Source:
┏━━

The answer code is as follows:

#The answer of first question:
m <- 1000
n <- 20
g <- numeric(m)
medians  <- means <- numeric(3)
y <- gini1 <- gini2 <- gini3 <- numeric(m)

for (i in 1:m) {
  x <- sort(rlnorm(n))
  xmean <- mean(x)
  for (j in 1:n) {
  y[j] <- (2*j-n-1)*x[j]
}
  gini1[i] <- 1/n^2/xmean*sum(y[1:n])
}

for (i in 1:m) {
  x <- sort(runif(n))
  xmean <- mean(x)
  for (j in 1:n) {
  y[j] <- (2*j-n-1)*x[j]
}
  gini2[i] <- 1/n^2/xmean*sum(y[1:n])
}

for (i in 1:m) {
  x <- sort(rbinom(n,c(0,1),c(0.1,0.9)))
  xmean <- mean(x)
  for (j in 1:n) {
  y[j] <- (2*j-n-1)*x[j]
}
  gini3[i] <- 1/n^2/xmean*sum(y[1:n])
}

par(mfrow=c(3,1))
par(pin=c(2,1))
hist(gini1,prob = TRUE)
lines(density(gini1),col = "red",lwd = 2)
hist(gini2,prob = TRUE)
lines(density(gini2),col = "blue",lwd = 2)
hist(gini3,prob = TRUE)
lines(density(gini3),col = "green",lwd = 2)

medians[1] <- median(gini1)

┗━━

List of tasks:
1. Copy the part of the R code between "y <- gini1 <- gini2" and "gini1[i] <- 1/n^2/xmean*sum(y[1:n])", inclusive.
2. How many lines of the records contain the string "road"? Reply with the number alone.

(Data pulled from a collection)
┏━━

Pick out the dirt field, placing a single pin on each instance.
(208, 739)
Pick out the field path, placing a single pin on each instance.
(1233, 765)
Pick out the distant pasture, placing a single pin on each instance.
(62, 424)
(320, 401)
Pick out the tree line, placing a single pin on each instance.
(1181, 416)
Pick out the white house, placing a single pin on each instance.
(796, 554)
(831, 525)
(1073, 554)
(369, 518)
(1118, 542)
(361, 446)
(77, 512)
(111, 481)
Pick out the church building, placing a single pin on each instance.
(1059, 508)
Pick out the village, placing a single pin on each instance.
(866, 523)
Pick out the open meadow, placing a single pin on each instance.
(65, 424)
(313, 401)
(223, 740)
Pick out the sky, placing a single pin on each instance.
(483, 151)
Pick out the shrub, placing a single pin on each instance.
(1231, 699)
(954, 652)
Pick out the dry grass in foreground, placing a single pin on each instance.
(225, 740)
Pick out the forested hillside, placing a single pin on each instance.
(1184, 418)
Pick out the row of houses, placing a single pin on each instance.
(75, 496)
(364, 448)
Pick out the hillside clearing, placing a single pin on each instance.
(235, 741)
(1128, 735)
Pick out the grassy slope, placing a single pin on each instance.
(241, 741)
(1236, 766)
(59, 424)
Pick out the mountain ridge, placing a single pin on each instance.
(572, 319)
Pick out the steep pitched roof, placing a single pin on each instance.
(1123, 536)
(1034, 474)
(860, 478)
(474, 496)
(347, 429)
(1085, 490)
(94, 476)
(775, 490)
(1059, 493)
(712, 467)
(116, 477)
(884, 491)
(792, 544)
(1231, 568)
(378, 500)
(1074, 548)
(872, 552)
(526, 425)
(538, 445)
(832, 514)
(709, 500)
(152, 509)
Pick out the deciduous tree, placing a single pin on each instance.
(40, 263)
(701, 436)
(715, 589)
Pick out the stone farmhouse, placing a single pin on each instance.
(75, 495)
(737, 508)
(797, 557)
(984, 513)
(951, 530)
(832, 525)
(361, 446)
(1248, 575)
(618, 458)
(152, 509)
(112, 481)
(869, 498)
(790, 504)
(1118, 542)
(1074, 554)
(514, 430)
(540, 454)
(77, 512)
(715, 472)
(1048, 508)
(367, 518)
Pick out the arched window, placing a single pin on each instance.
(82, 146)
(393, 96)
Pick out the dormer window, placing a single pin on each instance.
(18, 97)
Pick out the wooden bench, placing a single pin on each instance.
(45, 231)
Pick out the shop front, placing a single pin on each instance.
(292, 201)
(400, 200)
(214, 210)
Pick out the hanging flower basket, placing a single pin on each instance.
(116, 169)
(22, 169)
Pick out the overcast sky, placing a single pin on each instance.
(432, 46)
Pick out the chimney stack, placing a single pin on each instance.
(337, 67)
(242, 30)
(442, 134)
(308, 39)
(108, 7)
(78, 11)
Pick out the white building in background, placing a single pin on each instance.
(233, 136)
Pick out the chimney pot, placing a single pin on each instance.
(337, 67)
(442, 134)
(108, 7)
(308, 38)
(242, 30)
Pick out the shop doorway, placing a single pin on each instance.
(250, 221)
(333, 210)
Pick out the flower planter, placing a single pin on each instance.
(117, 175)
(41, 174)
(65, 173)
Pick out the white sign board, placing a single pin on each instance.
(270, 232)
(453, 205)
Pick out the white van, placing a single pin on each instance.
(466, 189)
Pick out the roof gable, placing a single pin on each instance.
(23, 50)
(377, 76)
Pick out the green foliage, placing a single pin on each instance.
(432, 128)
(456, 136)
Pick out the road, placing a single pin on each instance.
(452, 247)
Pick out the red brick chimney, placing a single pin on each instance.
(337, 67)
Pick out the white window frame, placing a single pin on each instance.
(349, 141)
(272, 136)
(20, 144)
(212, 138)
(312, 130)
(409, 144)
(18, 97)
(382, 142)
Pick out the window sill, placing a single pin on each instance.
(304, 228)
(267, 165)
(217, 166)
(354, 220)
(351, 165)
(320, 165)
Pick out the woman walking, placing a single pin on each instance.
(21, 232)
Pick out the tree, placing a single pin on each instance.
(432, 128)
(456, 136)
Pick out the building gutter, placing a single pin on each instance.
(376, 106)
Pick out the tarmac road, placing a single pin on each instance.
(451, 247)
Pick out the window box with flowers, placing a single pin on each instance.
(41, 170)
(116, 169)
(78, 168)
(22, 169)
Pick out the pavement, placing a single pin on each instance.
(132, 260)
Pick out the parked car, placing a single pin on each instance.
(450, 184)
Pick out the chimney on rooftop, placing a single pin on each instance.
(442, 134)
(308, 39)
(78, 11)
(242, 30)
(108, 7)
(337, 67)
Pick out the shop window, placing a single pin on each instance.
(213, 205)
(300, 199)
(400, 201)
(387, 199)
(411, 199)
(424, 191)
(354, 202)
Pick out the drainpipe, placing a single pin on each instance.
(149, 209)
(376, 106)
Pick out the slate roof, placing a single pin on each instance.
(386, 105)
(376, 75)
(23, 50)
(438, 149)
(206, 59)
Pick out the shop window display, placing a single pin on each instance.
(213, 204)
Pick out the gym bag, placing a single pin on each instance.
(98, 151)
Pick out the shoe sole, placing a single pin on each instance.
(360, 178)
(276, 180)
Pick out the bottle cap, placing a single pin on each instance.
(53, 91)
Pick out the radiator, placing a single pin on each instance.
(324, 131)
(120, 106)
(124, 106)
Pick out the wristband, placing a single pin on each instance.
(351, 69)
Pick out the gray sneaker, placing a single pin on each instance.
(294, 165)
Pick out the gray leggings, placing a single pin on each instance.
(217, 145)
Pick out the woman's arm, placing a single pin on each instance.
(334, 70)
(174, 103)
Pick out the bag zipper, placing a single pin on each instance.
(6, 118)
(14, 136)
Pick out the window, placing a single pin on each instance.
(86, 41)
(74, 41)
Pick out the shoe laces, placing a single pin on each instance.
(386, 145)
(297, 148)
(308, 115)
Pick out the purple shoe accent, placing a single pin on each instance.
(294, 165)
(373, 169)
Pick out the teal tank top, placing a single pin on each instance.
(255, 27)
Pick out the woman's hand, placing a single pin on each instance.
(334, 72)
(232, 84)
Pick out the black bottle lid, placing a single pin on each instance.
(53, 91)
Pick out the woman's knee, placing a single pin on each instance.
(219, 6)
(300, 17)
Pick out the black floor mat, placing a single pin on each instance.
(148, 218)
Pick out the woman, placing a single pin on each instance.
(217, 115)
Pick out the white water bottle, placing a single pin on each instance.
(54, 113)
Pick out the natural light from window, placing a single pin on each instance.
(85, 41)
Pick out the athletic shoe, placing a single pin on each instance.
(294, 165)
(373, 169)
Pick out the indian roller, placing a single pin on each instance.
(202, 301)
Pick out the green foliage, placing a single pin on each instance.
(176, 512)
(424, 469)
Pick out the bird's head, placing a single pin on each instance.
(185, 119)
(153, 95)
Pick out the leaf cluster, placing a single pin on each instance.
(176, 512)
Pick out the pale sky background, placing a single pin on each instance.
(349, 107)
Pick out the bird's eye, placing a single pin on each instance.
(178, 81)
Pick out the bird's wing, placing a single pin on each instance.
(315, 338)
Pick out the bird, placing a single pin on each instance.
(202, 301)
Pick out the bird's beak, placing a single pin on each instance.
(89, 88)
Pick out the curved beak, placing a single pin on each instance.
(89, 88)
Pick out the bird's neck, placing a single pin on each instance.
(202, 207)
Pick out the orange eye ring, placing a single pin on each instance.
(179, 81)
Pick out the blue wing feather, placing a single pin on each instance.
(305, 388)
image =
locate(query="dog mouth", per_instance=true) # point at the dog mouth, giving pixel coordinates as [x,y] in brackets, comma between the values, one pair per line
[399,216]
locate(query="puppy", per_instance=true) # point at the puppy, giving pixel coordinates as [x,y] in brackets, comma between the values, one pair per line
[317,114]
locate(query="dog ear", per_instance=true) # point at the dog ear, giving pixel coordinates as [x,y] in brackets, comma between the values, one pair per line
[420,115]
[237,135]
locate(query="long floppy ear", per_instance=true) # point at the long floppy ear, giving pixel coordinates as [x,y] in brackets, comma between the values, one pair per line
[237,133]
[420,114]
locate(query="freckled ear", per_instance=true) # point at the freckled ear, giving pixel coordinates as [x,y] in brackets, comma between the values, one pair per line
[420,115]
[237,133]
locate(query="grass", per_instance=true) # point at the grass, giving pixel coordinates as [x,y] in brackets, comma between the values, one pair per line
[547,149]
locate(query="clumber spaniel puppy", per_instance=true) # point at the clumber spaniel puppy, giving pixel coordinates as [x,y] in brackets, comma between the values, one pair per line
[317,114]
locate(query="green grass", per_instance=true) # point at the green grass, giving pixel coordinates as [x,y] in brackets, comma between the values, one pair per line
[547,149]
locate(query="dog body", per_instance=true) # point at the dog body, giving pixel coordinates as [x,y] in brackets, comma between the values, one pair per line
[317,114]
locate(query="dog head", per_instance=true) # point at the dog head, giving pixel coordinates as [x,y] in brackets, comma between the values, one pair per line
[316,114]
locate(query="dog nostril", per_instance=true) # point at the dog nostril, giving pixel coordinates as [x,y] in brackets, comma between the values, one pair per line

┗━━

The replies:
1.
y <- gini1 <- gini2 <- gini3 <- numeric(m)

for (i in 1:m) {
  x <- sort(rlnorm(n))
  xmean <- mean(x)
  for (j in 1:n) {
  y[j] <- (2*j-n-1)*x[j]
}
  gini1[i] <- 1/n^2/xmean*sum(y[1:n])

2. 2